GOAL:
Update the records below so that "Output" is replaced with "Result" wherever it occurs, and leave every other part of the lines unchanged.

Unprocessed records

------------------------------------------------------------

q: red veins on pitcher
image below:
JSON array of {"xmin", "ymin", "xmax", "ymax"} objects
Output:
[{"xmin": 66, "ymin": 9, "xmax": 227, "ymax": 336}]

------------------------------------------------------------

THE RESULT:
q: red veins on pitcher
image below:
JSON array of {"xmin", "ymin", "xmax", "ymax"} objects
Result:
[{"xmin": 66, "ymin": 9, "xmax": 227, "ymax": 336}]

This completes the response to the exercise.